## Consigne 1:
Restituez sans modification, dans l'extrait sur la flotte de Somerville et l'opération C, tout ce qui va de "Toutefois, Nagumo n’est" jusqu'à "recherches vers l’est.".

## Extrait du document:
——

Toutefois, Nagumo n’est pas au rendez-vous cette nuit-là, et l’amiral se retire vers le sud-ouest pour rester hors de portée des patrouilles de jour ennemies, au cas où les Japonais arriveraient soudainement dans le secteur. Il retourne la nuit suivante au point où il estime que Nagumo lancera son attaque et, le 2 avril avant l’aube, il se retire encore une fois en direction sud-ouest. À la tombée de la nuit le 2 avril, soit la troisième nuit, il lance une fois de plus ses recherches vers l’est.

À 21 h le 2 avril, n’ayant vu aucune trace des Japonais depuis trois jours, Somerville en conclut que l’attaque a été annulée. Il ne peut d’ailleurs pas maintenir sa flotte en mer plus longtemps, car ses quatre cuirassés de la classe R produisent juste assez d’eau douce pour y demeurer à peine quelques jours de plus. La flotte met donc le cap sur l’atoll d’Addu, d’abord parce que la majorité des navires auxiliaires s’y trouvent déjà et ensuite pour garder une distance, au cas où la flotte japonaise ferait une apparition tardive près de Colombo. Somerville doit toutefois y envoyer deux bâtiments : le Cornwall, pour escorter un convoi de troupes, et le Dorsetshire, pour y poursuivre des travaux en radoub. Il envoie aussi le Hermes et le Vampire à Trincomalee, en pré-vision de l’occupation de Madagascar, alors sous l’autorité du gouvernement français de Vichy, dans le cadre de l’opération Ironclad21.

Cependant, l’opéra-tion C n’a pas été annulée. Elle se déroule en fait exactement comme l’ont prédit les services de renseignement électro-magnétique, mais n’a lieu ni le 1er ni le 2 avril. D’après certains renseignements, Nagumo aurait décidé d’attendre le 5 avril, soit le dimanche de Pâques, dans l’espoir de surprendre les Britanniques en rade le jour saint22. Selon d’autres, on doit noter qu’entre le 11 et le 16 mars le Shokaku et le Zuikaku ont pris la mer, contre toute prévision, pour intercepter un porte-avions américain et son escorte, qui étaient censés s’approcher des côtes du Japon. Ce n’est que le 24 mars que les deux bâtiments rejoignent la première flotte aéronavale à Staring Bay, au large de Kendari, sur l’île connue aujourd’hui sous le nom de Sulawesi (autrefois Célèbes)23. C’est de là que Nagumo lance l’opération C le 26 mars, sans trop savoir s’il s’agit de la date prévue à l’origine ou s’il y a eu ajournement pour l’une des deux raisons mentionnées ci-dessus.

Le 4 avril à 16 h, Birchall et son équipage aperçoivent la première flotte aéronavale à 360 milles (580 kilomètres) de Dondra Head, point situé à l’extrême sud du Ceylan, suivant un cap de 155 degrés24. On se souviendra qu’ils sont arrivés au Ceylan le 2 avril, s’attendant à prendre 24 heures de repos après dix jours de traversée depuis leur départ de Sullom Voe. Cependant, avant même d’avoir eu le temps de s’acclimater à leur nouveau secteur d’opération, ils reçoivent l’ordre de partir à la recherche de Nagumo. Le 4 avril avant l’aube, ils décollent donc du lac Koggala, où se trouve la base des appareils Catalina sur le littoral sud du Ceylan, pensant rentrer le 5 avril après la tombée du jour.

——

## Données extraites:
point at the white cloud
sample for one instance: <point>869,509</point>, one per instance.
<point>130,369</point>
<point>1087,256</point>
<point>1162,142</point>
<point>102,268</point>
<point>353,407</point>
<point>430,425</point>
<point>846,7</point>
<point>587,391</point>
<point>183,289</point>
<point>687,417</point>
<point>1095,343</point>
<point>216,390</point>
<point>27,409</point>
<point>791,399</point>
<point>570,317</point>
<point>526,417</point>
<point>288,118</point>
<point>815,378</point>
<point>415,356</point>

——

## Consigne 2:
Recopiez à l'identique les enregistrements, tout ce qui va de leur début jusqu'à la ligne contenant "<point>587,391</point>", celle-ci comprise, et rien de plus.

## Résultat attendu 1:
Toutefois, Nagumo n’est pas au rendez-vous cette nuit-là, et l’amiral se retire vers le sud-ouest pour rester hors de portée des patrouilles de jour ennemies, au cas où les Japonais arriveraient soudainement dans le secteur. Il retourne la nuit suivante au point où il estime que Nagumo lancera son attaque et, le 2 avril avant l’aube, il se retire encore une fois en direction sud-ouest. À la tombée de la nuit le 2 avril, soit la troisième nuit, il lance une fois de plus ses recherches vers l’est.

## Résultat attendu 2:
point at the white cloud
sample for one instance: <point>869,509</point>, one per instance.
<point>130,369</point>
<point>1087,256</point>
<point>1162,142</point>
<point>102,268</point>
<point>353,407</point>
<point>430,425</point>
<point>846,7</point>
<point>587,391</point>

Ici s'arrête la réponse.